Genesis at Two Years: A Journey of Faith

Last week the Genesis spinning plant cooperative celebrated its two year anniversary. This was a bitter sweet moment for all of us: it is such an achievement to have made it through these past two years, yet at the same time we know that the hardest part lies before us – we still have to secure funding to finish the building and to operate; the 35 co-op members have been working all this time with no pay, and will have find a way to continue to do so for the foreseeable future.

The last two years working with the Genesis project have been a real faith journey for us at the CDCA as well as for the co-op members. We started the co-op with no funding for the building or machinery at all. We just knew that this project had to happen and that we would find the money somehow. We have not been disappointed. Over time, the money has trickled in, mostly from individual donors. To date, we’ve invested more than $130,000 in the building. It’s been a long struggle to get the co-op started, and we are excited because it looks like we have found funding for the purchase of the machinery. Unfortunately, we are lacking $100,000 to finish the building. We find ourselves in a predicament: no organizations want to finance the machinery until the building is finished, and none want to finance the building unless we have guaranteed funding for the machinery.

This is why we have decided to ask individuals to loan the CDCA the needed money, because most of the funding for the building so far has come from individuals in small gifts. The members of the Genesis spinning co-op have risked what they have – two years of their labor and time – because they have no money.

▶ ASSIGNED TASK
Write out the text about the Genesis spinning co-op word for word, starting at "The last two" and ending at "for the machinery.".

▶ INFORMATION SUPPLIED

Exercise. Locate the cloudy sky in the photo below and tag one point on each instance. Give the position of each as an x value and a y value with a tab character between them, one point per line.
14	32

▶ RESPONSE
The last two years working with the Genesis project have been a real faith journey for us at the CDCA as well as for the co-op members. We started the co-op with no funding for the building or machinery at all. We just knew that this project had to happen and that we would find the money somehow. We have not been disappointed. Over time, the money has trickled in, mostly from individual donors. To date, we’ve invested more than $130,000 in the building. It’s been a long struggle to get the co-op started, and we are excited because it looks like we have found funding for the purchase of the machinery. Unfortunately, we are lacking $100,000 to finish the building. We find ourselves in a predicament: no organizations want to finance the machinery until the building is finished, and none want to finance the building unless we have guaranteed funding for the machinery.